• GIVEN RECORDS:
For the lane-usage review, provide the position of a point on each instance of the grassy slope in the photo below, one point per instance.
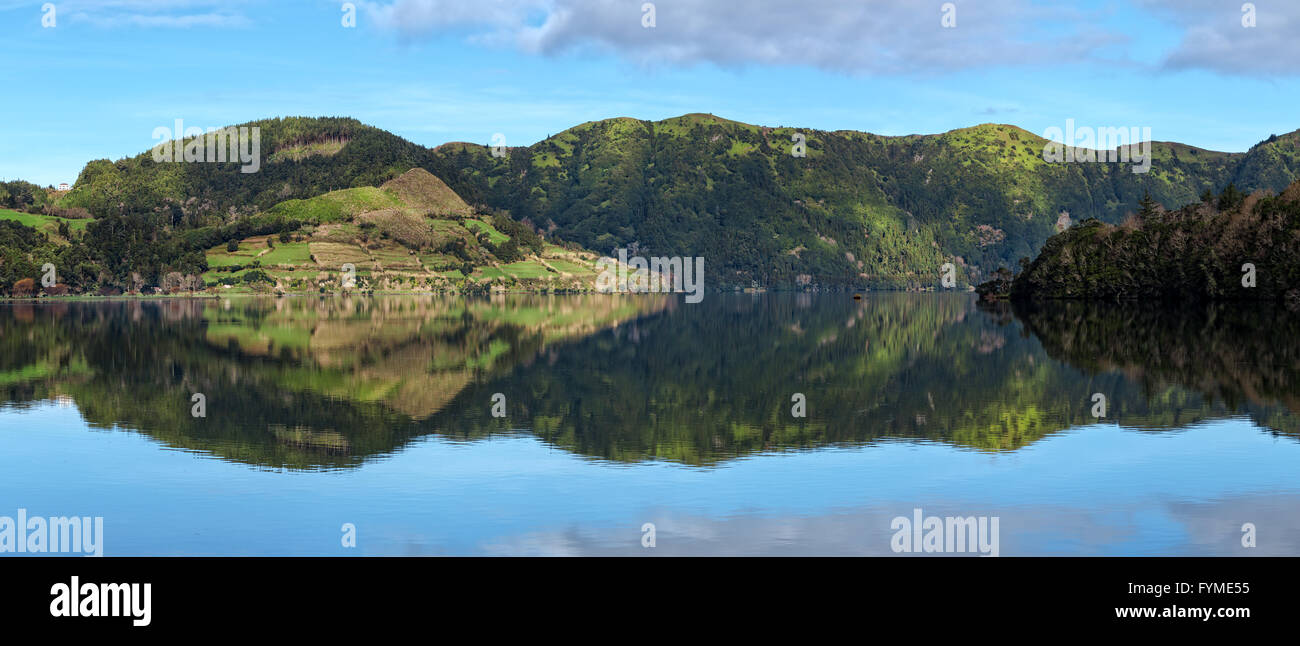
(398, 230)
(858, 207)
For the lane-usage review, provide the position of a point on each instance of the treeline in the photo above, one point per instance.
(1230, 246)
(857, 209)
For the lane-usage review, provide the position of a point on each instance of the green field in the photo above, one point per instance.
(43, 222)
(295, 254)
(493, 234)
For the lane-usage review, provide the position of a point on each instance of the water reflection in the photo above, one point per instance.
(310, 384)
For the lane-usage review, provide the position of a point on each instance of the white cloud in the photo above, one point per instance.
(1216, 39)
(845, 35)
(151, 13)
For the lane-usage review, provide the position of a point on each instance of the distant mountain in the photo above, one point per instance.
(300, 157)
(1230, 247)
(858, 209)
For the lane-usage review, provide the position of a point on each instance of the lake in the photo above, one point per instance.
(645, 425)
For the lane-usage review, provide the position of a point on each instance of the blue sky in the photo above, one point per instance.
(109, 72)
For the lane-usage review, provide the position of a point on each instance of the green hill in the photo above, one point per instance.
(1227, 247)
(857, 209)
(411, 233)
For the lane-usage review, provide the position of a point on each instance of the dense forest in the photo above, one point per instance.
(776, 207)
(856, 209)
(1230, 246)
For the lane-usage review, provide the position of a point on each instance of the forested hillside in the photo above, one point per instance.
(778, 207)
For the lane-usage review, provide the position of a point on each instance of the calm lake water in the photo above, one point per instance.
(624, 411)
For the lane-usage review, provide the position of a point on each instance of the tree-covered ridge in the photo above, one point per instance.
(857, 209)
(412, 233)
(332, 382)
(212, 194)
(1226, 246)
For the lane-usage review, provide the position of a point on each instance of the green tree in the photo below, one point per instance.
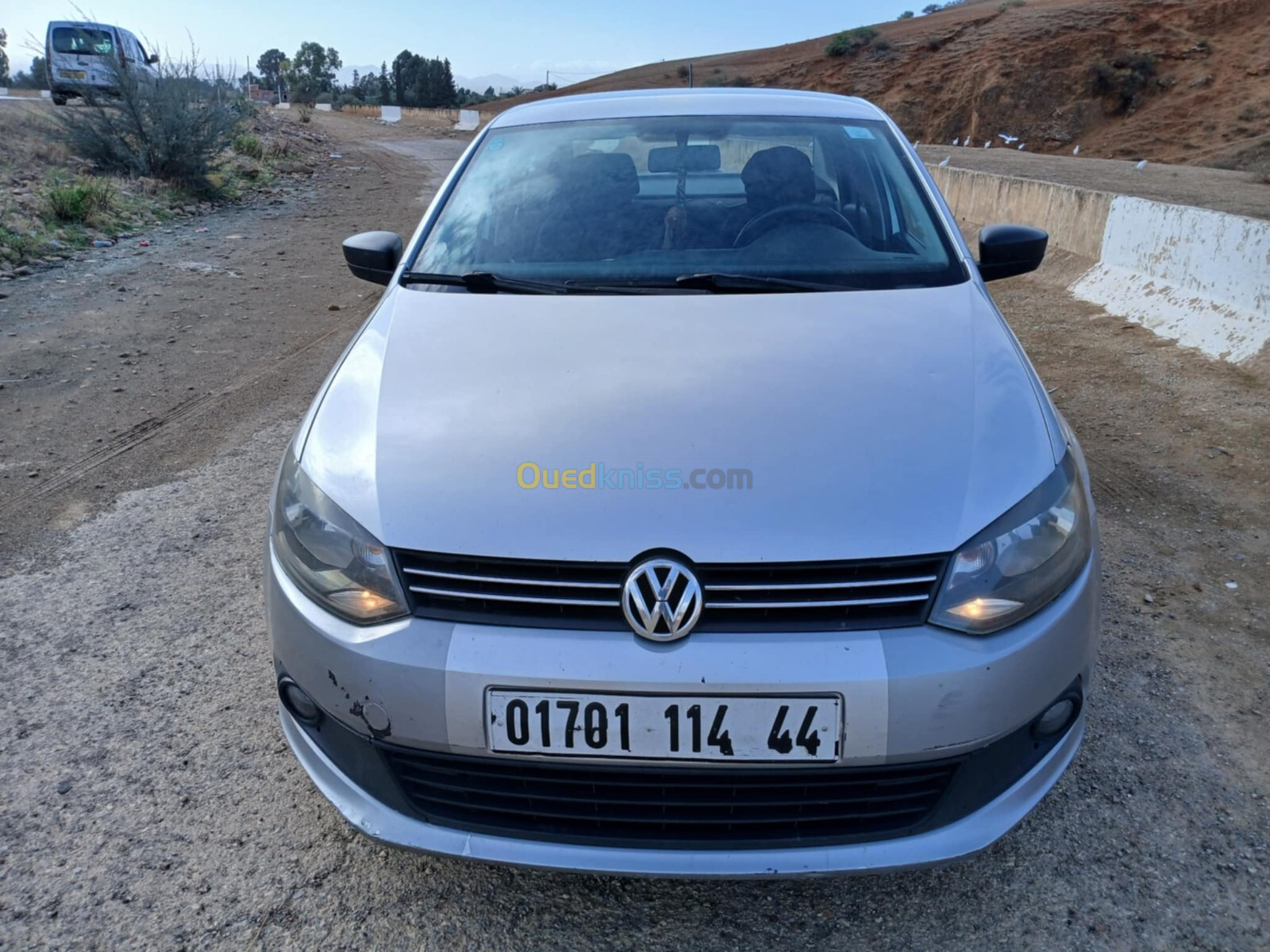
(313, 69)
(270, 67)
(385, 88)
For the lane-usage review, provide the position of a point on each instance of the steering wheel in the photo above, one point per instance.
(789, 215)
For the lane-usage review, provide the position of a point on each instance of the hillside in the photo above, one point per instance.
(1168, 80)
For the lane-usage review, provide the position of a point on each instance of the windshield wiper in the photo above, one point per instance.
(746, 283)
(487, 283)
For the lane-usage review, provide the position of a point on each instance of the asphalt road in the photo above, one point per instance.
(150, 801)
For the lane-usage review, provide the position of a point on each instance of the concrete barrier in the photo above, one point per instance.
(1073, 217)
(1193, 274)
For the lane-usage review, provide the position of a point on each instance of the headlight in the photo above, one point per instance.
(1022, 562)
(325, 552)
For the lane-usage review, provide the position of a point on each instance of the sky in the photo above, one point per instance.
(573, 38)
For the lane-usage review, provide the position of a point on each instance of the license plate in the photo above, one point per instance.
(666, 727)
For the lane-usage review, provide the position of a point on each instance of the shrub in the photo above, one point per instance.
(83, 201)
(165, 130)
(851, 41)
(1124, 79)
(247, 144)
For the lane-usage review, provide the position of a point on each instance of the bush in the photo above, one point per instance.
(1124, 79)
(247, 144)
(83, 201)
(164, 130)
(851, 41)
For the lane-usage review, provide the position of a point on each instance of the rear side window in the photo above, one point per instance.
(83, 41)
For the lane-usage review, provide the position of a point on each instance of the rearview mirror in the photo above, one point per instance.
(374, 255)
(1006, 251)
(695, 159)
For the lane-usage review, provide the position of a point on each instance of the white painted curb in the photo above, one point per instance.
(1194, 274)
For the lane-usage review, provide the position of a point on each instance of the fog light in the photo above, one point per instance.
(298, 702)
(1057, 717)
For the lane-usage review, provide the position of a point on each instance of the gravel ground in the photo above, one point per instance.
(150, 800)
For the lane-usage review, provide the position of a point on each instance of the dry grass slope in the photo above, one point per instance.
(1168, 80)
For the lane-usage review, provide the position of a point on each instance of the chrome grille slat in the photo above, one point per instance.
(499, 581)
(818, 603)
(760, 587)
(531, 600)
(776, 597)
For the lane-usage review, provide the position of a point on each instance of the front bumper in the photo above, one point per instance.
(910, 695)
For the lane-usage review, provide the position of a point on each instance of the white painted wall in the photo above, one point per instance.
(1194, 274)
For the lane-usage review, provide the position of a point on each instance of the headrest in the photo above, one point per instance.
(609, 175)
(779, 175)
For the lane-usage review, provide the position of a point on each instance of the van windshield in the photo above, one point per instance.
(647, 201)
(83, 41)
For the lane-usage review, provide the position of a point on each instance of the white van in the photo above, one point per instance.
(79, 55)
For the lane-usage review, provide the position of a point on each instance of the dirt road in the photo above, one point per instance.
(150, 800)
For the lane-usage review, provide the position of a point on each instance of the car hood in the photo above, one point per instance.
(873, 423)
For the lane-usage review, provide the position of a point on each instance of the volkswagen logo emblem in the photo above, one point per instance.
(662, 600)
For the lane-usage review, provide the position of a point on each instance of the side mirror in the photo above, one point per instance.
(1006, 251)
(374, 255)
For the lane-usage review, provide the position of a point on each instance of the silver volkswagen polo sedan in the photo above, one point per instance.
(687, 508)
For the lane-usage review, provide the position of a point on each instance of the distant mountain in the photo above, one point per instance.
(499, 82)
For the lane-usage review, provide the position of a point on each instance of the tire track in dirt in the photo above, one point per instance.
(154, 425)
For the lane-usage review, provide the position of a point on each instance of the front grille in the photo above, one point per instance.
(679, 808)
(738, 597)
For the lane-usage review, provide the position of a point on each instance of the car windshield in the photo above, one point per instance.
(648, 201)
(83, 41)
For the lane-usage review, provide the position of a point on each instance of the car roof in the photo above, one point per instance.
(689, 102)
(88, 25)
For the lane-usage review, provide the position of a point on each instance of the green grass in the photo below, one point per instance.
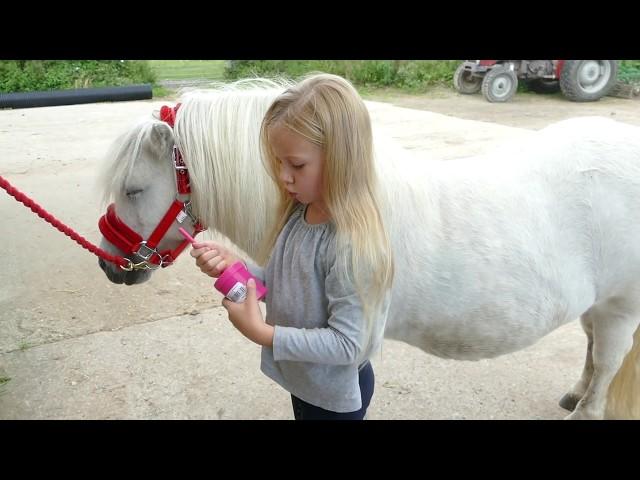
(3, 382)
(187, 69)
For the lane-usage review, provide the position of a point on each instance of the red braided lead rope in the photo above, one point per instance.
(42, 213)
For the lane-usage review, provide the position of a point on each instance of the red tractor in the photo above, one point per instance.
(579, 80)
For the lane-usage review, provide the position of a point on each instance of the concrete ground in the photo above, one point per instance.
(75, 346)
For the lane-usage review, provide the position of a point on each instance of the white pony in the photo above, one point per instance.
(492, 252)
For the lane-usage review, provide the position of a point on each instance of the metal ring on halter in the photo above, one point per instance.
(143, 265)
(129, 266)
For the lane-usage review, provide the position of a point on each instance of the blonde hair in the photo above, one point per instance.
(327, 111)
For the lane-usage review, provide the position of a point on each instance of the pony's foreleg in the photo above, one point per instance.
(571, 399)
(614, 322)
(623, 399)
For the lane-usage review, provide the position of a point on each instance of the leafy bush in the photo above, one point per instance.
(408, 75)
(35, 75)
(629, 71)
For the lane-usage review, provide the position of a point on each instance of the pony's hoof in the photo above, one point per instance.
(569, 401)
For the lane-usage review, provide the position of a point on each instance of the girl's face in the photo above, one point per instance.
(300, 165)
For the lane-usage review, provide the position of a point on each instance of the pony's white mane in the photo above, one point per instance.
(217, 132)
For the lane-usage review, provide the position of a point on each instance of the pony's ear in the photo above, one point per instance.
(161, 138)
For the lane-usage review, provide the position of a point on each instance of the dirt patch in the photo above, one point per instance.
(525, 110)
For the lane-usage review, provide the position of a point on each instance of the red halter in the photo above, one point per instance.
(120, 235)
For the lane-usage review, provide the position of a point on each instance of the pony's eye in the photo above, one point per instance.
(134, 193)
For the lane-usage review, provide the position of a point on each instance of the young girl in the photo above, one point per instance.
(328, 260)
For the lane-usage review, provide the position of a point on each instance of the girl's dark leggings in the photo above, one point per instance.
(305, 411)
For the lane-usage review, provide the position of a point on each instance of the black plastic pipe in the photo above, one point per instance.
(75, 96)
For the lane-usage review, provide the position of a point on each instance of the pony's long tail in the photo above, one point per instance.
(623, 397)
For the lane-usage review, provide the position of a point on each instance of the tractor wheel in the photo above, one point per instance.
(588, 80)
(542, 85)
(465, 82)
(499, 84)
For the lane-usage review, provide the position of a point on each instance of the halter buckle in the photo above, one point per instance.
(145, 251)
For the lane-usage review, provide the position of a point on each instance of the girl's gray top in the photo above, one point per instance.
(317, 317)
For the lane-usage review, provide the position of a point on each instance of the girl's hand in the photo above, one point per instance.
(212, 258)
(247, 317)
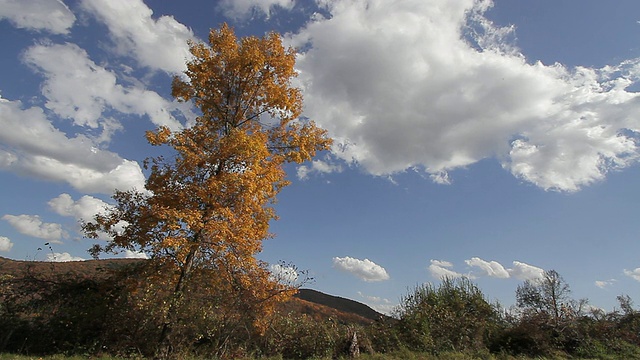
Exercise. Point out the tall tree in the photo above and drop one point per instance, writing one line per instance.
(208, 208)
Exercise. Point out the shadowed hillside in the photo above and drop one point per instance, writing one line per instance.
(313, 303)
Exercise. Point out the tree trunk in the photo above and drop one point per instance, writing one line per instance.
(165, 335)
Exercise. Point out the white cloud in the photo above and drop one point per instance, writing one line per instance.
(635, 273)
(5, 244)
(283, 273)
(405, 84)
(522, 271)
(67, 68)
(62, 257)
(603, 284)
(50, 15)
(442, 269)
(83, 209)
(32, 225)
(489, 268)
(243, 9)
(381, 305)
(33, 146)
(365, 269)
(318, 166)
(135, 255)
(157, 43)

• YOUR OBJECTIVE: Transcribe exactly the lines above, running from the one that contains "the pony's long" through the final line of the listing, and skip every picture.

• PROBLEM SOLUTION:
For the lane-usage review, provide the position of a point on each instance of the pony's long tail in the photo above, one point per instance.
(623, 397)
For the lane-usage review, provide the position of a point on each instance of the tractor wheel in the photo above, one point per instance.
(588, 80)
(542, 85)
(465, 82)
(499, 84)
For the lane-usage review, provide the position of a point on each instance of the halter buckle in the photo above, one point per instance.
(145, 251)
For the lane-usage review, provide the position of a point on each instance of the girl's gray top in the photo above, one point per instance.
(317, 317)
For the lane-usage review, provide the position of a point on each instance of the girl's hand in the photo above, one point per instance.
(212, 258)
(247, 317)
Exercise. Point out the tall tree in the photo above and drop one point per instance, writing one line per instance.
(208, 208)
Exercise. Point out the shadowed hillside in the photo above and drop one point per instance, writing one line per instance.
(313, 303)
Exercise. Point out the tree trunk in the photo above and drop one point per instance, writing one line per instance.
(165, 335)
Exercise. Point out the white cloud in the photo above and drop one point per instance, writing one line per instance.
(635, 273)
(5, 244)
(283, 273)
(405, 84)
(522, 271)
(67, 68)
(62, 257)
(603, 284)
(50, 15)
(442, 269)
(83, 209)
(32, 225)
(489, 268)
(243, 9)
(381, 305)
(33, 146)
(365, 269)
(318, 166)
(135, 255)
(157, 43)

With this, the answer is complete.